Lesetext
--

Als Leser erfährt man Interessantes von dem legendären Osmanenherrscher Süleiman I, der von 1520 bis 1566 regierte und in dessen Tradition sich heute sogar Erdogan sieht. Man lernt Formen der Politik kennen, die vor allem ein Moment betonen: die Aufrechterhaltung der Ordnung. Was darunter zu verstehen ist, bestimmt das jeweilige Staatsoberhaupt. Mit dem Aufkommen des Nationalismus und der Betonung eines nationalen Reinheitsgedankens kam es dann im 20. Jhr. zu Genoziden, zur Ermordung von kleinasiatischen Christen und Armeniern. Zurecht betont Krämer, dass eine Zivilsation nicht nur eine modern-technische Seite hat, sondern gleichzeitig eine modern-ethische. Moderne lediglich als Anwendung von Ingenieurskunst verstanden, gestattet noch kein menschliches Zusammenzuleben. Diese Tatsache wurde jedoch zuerst im Okzident bewiesen, nicht im Orient.

Gudrun Krämer: Der Vordere Orient und Nordafrika ab 1500. S.Fischer, 672 Seiten, 30 €.

--

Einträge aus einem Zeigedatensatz
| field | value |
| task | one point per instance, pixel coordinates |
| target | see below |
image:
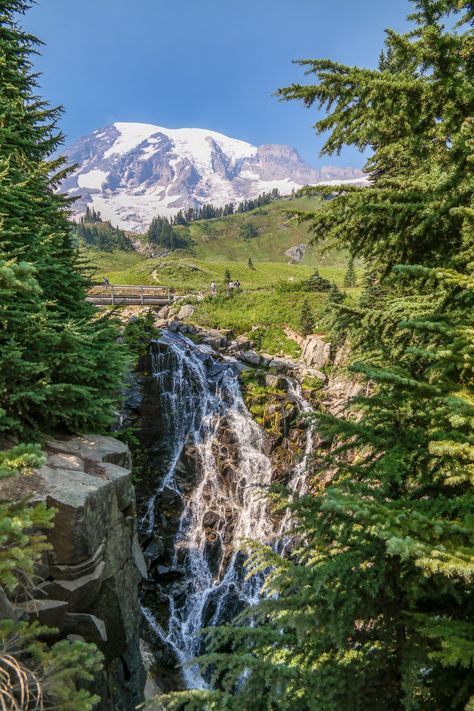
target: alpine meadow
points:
(236, 388)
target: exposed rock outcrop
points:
(90, 576)
(316, 351)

--

Arbeitsaufträge
(1) Beantworten Sie anhand des Lesetexts diese Fragen:
(a) Von wann bis wann regierte Süleiman I?
(b) Was bestimmt laut dem Lesetext das jeweilige Staatsoberhaupt?
(c) Wie viele Seiten umfasst das Buch von Gudrun Krämer?
(2) Geben Sie den Abschnitt des Lesetexts wortgetreu wieder, der mit den Worten „Als Leser erfährt“ beginnt und mit den Worten „nicht im Orient.“ endet.
Die Auflistung stammt aus einer anderen Quelle.

Lösungen
(1)
(a) Süleiman I regierte von 1520 bis 1566.
(b) Das jeweilige Staatsoberhaupt bestimmt, was unter der Aufrechterhaltung der Ordnung zu verstehen ist.
(c) Das Buch umfasst 672 Seiten.

(2)
Als Leser erfährt man Interessantes von dem legendären Osmanenherrscher Süleiman I, der von 1520 bis 1566 regierte und in dessen Tradition sich heute sogar Erdogan sieht. Man lernt Formen der Politik kennen, die vor allem ein Moment betonen: die Aufrechterhaltung der Ordnung. Was darunter zu verstehen ist, bestimmt das jeweilige Staatsoberhaupt. Mit dem Aufkommen des Nationalismus und der Betonung eines nationalen Reinheitsgedankens kam es dann im 20. Jhr. zu Genoziden, zur Ermordung von kleinasiatischen Christen und Armeniern. Zurecht betont Krämer, dass eine Zivilsation nicht nur eine modern-technische Seite hat, sondern gleichzeitig eine modern-ethische. Moderne lediglich als Anwendung von Ingenieurskunst verstanden, gestattet noch kein menschliches Zusammenzuleben. Diese Tatsache wurde jedoch zuerst im Okzident bewiesen, nicht im Orient.